SUPPLIED ENTRIES Start Marker

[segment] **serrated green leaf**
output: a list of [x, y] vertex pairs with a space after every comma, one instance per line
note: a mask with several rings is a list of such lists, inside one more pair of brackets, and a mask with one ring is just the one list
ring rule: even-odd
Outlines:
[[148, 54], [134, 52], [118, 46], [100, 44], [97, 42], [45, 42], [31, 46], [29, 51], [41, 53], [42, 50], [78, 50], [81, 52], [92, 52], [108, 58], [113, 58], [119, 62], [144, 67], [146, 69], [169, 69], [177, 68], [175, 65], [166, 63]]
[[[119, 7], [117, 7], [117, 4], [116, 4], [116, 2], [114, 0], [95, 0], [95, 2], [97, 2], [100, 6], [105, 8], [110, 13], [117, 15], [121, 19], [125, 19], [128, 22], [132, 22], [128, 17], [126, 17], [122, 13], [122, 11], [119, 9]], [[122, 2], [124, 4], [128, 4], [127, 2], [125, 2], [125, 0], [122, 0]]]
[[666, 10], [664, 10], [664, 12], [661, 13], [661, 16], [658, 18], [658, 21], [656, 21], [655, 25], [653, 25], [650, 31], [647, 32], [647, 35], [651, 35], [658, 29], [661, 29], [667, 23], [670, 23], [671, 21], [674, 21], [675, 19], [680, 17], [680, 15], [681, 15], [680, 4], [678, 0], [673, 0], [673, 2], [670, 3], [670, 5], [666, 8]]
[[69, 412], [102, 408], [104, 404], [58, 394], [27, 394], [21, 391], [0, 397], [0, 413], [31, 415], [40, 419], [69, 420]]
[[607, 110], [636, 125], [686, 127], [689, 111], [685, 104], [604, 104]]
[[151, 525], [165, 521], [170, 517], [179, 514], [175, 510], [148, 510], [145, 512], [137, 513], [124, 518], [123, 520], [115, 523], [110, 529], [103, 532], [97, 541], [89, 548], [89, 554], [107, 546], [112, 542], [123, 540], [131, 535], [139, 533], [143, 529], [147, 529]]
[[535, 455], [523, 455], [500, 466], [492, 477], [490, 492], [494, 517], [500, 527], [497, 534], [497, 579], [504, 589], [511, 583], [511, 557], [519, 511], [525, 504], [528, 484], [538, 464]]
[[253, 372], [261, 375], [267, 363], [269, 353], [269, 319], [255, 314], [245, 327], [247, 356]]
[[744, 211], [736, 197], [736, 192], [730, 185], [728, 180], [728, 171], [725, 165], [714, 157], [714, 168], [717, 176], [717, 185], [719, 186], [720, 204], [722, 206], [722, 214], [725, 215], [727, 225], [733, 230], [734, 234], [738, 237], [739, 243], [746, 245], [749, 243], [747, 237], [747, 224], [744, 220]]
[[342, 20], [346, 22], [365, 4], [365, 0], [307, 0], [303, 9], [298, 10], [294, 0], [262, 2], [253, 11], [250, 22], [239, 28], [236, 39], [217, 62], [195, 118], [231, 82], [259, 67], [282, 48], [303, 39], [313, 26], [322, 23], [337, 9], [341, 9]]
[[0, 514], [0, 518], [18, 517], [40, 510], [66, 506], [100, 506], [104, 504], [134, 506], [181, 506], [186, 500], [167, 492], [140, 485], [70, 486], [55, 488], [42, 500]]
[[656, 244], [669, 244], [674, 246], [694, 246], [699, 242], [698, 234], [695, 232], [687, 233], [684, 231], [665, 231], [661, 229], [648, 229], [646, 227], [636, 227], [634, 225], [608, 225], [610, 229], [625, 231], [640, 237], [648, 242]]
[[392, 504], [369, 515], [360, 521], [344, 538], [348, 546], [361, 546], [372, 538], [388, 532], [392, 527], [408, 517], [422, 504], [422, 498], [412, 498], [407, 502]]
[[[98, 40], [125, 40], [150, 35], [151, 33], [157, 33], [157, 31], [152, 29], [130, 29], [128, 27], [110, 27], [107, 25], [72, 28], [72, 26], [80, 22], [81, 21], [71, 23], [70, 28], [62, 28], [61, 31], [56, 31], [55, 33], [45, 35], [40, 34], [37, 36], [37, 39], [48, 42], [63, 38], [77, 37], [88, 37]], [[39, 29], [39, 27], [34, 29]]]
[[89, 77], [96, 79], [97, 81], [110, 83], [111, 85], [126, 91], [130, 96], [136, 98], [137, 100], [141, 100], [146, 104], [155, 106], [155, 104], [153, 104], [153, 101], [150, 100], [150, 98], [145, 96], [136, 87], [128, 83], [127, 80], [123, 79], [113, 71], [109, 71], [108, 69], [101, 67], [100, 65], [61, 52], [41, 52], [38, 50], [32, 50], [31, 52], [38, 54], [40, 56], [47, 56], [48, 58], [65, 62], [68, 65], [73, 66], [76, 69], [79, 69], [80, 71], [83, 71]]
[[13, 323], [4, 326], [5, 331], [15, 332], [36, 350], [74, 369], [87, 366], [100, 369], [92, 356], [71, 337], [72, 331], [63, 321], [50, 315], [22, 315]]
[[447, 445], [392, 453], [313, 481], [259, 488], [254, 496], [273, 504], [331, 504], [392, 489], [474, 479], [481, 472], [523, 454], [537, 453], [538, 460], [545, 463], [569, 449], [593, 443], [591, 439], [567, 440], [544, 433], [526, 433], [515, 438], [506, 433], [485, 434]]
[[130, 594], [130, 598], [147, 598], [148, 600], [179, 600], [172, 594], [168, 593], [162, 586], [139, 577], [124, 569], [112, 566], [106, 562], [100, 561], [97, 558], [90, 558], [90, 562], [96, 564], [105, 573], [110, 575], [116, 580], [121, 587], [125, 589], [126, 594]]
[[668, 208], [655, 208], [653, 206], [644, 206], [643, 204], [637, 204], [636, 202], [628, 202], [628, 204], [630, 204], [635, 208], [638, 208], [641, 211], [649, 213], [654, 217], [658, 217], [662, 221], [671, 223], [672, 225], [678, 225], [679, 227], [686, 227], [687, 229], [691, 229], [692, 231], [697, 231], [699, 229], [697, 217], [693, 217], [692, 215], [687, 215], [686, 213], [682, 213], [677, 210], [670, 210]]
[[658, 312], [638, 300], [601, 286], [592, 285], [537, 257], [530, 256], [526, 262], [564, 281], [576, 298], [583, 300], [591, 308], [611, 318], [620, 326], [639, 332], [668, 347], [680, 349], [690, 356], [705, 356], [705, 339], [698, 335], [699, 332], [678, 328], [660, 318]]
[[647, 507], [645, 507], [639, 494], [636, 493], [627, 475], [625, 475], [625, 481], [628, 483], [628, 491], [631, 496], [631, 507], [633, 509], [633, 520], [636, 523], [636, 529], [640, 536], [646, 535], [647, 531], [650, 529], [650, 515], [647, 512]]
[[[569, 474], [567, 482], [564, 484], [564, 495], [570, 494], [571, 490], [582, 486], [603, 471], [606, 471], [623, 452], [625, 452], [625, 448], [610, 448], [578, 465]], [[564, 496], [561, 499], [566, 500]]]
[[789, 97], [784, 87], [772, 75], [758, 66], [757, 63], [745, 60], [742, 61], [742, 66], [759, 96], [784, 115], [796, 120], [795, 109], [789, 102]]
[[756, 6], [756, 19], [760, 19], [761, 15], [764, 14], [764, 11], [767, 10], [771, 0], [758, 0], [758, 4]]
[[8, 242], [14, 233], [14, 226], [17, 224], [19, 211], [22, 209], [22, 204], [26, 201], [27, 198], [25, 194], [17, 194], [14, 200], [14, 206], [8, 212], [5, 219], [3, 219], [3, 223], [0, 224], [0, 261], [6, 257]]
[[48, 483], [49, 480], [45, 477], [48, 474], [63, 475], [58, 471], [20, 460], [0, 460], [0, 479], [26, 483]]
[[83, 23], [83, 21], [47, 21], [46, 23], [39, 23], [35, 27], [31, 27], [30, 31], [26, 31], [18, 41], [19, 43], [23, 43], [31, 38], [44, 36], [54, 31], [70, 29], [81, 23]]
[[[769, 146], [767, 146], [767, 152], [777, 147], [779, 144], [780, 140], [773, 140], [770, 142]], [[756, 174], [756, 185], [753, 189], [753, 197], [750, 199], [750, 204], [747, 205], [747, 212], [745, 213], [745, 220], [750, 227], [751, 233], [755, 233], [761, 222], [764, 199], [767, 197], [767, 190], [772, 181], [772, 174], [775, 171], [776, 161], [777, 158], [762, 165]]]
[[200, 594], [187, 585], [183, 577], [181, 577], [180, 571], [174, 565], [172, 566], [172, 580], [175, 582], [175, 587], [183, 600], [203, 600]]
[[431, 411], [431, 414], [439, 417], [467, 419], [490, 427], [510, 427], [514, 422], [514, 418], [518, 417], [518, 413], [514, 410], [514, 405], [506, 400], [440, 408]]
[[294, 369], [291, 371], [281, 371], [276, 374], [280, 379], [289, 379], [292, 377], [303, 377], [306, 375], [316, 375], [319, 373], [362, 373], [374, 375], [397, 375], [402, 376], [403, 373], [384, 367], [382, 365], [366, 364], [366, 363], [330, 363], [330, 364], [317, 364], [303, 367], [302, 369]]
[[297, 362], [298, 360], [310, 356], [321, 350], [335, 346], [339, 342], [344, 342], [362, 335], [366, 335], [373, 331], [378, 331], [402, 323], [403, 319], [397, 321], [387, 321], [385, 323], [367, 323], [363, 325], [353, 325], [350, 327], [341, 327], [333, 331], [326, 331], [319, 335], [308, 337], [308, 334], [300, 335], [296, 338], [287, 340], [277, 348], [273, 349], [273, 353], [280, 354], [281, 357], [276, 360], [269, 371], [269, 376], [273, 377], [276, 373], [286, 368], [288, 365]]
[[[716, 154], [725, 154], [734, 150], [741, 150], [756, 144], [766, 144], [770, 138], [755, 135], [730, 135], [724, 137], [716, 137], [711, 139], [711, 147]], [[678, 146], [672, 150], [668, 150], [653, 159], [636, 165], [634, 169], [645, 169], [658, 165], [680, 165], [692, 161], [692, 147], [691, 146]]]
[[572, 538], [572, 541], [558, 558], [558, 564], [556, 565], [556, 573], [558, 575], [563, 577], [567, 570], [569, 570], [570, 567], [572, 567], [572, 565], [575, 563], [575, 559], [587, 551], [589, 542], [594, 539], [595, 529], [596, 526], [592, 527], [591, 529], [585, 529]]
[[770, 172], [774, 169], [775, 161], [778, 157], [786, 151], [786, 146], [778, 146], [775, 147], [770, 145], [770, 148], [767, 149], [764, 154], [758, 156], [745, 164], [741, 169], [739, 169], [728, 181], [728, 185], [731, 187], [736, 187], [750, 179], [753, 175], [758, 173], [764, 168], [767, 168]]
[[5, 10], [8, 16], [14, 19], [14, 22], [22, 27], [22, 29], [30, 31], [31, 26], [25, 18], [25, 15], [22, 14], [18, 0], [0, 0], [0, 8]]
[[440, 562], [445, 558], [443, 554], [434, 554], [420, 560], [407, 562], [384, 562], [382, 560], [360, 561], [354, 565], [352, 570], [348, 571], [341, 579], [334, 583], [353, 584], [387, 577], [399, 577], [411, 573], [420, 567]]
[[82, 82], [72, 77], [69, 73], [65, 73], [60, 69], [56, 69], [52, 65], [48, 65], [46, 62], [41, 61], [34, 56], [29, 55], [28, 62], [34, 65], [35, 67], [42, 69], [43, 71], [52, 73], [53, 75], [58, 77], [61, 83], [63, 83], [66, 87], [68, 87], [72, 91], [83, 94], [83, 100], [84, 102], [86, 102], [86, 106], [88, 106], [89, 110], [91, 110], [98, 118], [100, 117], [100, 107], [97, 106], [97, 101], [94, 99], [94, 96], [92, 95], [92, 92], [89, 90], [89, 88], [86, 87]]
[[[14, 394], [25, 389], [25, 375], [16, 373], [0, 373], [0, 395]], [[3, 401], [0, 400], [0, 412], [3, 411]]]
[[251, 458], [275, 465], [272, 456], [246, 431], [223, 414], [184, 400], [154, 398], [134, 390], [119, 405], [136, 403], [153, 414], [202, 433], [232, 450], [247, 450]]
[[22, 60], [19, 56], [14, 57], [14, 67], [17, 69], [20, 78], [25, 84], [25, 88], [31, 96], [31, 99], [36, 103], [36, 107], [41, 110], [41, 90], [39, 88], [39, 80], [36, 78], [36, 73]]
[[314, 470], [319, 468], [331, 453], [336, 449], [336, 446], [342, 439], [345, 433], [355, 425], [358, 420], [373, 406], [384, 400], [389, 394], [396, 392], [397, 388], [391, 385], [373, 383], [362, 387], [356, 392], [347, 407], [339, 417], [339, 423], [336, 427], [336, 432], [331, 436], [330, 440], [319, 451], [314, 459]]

SUPPLIED ENTRIES End Marker

▸ PROBLEM STATEMENT
Pull out all lines in the data above that include "ring".

▸ SOLUTION BELOW
note: a mask with several rings is a list of such lists, inside one more pair of brackets, and a mask with one ring is just the one list
ring rule: even-odd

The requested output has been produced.